Segment Open

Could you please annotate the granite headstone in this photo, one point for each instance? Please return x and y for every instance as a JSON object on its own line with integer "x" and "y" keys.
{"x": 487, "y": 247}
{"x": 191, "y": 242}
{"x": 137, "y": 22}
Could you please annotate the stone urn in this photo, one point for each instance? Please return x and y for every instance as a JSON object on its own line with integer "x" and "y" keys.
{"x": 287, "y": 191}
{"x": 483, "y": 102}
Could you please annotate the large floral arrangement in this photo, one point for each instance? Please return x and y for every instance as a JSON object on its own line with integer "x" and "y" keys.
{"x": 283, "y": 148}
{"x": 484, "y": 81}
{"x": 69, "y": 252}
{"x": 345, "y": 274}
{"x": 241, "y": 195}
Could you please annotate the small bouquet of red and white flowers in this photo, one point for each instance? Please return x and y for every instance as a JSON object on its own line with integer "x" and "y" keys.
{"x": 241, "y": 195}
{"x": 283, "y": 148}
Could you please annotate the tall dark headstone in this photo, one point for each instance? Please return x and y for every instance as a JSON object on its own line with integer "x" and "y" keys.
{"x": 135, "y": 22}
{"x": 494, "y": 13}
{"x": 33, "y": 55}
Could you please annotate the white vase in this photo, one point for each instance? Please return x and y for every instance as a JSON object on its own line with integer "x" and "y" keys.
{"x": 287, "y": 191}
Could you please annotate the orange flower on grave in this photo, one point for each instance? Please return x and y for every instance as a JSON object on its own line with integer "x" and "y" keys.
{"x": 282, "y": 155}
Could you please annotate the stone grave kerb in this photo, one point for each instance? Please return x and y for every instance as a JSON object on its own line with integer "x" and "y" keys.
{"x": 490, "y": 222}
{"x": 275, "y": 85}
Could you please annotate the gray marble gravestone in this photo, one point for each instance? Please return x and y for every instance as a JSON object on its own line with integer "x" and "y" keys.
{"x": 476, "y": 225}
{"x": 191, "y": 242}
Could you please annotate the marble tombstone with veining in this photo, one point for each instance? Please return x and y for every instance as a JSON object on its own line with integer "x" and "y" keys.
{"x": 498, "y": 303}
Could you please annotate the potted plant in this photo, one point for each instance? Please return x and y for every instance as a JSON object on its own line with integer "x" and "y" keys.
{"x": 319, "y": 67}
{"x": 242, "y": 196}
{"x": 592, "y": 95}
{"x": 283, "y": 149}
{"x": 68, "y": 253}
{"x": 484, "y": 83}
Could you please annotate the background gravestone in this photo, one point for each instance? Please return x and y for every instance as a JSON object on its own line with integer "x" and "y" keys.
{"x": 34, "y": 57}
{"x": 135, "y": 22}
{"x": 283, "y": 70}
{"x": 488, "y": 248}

Segment Closed

_AIM OF THE EXERCISE_. Set the entries above down once more, exactly as they stand.

_ANSWER BOX_.
Could you please annotate the granite headstone in this photo, one point for each instance? Please return x and y for every instance as a JSON object on its own line with integer "x" and "y" keys.
{"x": 487, "y": 247}
{"x": 191, "y": 242}
{"x": 137, "y": 22}
Could you please annotate the stone urn in this photo, one point for each instance? Please return x and y for every instance as a JSON object on its own line with integer "x" and "y" keys.
{"x": 287, "y": 191}
{"x": 483, "y": 102}
Could you please annotate the large floral arrangement in this photo, one point for each instance? Please return x and y for every instance as a JSON object on its own line with integer "x" and "y" keys.
{"x": 283, "y": 148}
{"x": 484, "y": 81}
{"x": 69, "y": 252}
{"x": 345, "y": 274}
{"x": 241, "y": 195}
Could you please annotate the small bouquet of red and white flowers in this photo, one point for each instance? Please return x and y for every instance as a JSON object on its own line with integer "x" and "y" keys.
{"x": 241, "y": 195}
{"x": 283, "y": 148}
Could you please annotate the tall dark headstone in this photo, one point for each instance? Please return x and y for every instance as a JSON object on its own line with integer "x" and "y" keys.
{"x": 135, "y": 22}
{"x": 494, "y": 13}
{"x": 33, "y": 55}
Could you please annotate the white vase in this photo, one point for each instance? Please return x and y for every instance as a JSON object on its own line with integer "x" and "y" keys.
{"x": 287, "y": 191}
Could you please annotate the orange flower on grave in this photo, one point for each instance? Please return x and y for every instance as a JSON object on its own line with integer "x" and "y" keys.
{"x": 282, "y": 155}
Could you please annotate the stone grave kerb in this photo, one point for each instance? Please return x and y for every instance as a JSON object on its own line with integer "x" and "y" keys.
{"x": 490, "y": 222}
{"x": 275, "y": 85}
Could you please annotate the gray marble gravestone in this photo, one point for each instance? Please return x and y for every instance as a JSON object on its own line with integer "x" and "y" keys.
{"x": 476, "y": 225}
{"x": 191, "y": 242}
Could you please annotate the marble tombstone with veining in this photo, one point for each instance? Please return x and y for every instance as a JSON object on its own line with integer "x" and "y" keys.
{"x": 498, "y": 303}
Could you please annotate the potted plant in this photo, one point for each instance? Please return x and y for every instance as a JSON object on its own line with integer "x" and "y" keys.
{"x": 319, "y": 67}
{"x": 242, "y": 196}
{"x": 592, "y": 95}
{"x": 283, "y": 149}
{"x": 68, "y": 253}
{"x": 484, "y": 83}
Could you please annotate the background gravestone in this photo, one point for each instance? Please return x and y for every instance as a JSON object on its own line with integer "x" and "y" keys.
{"x": 34, "y": 57}
{"x": 135, "y": 22}
{"x": 283, "y": 70}
{"x": 488, "y": 248}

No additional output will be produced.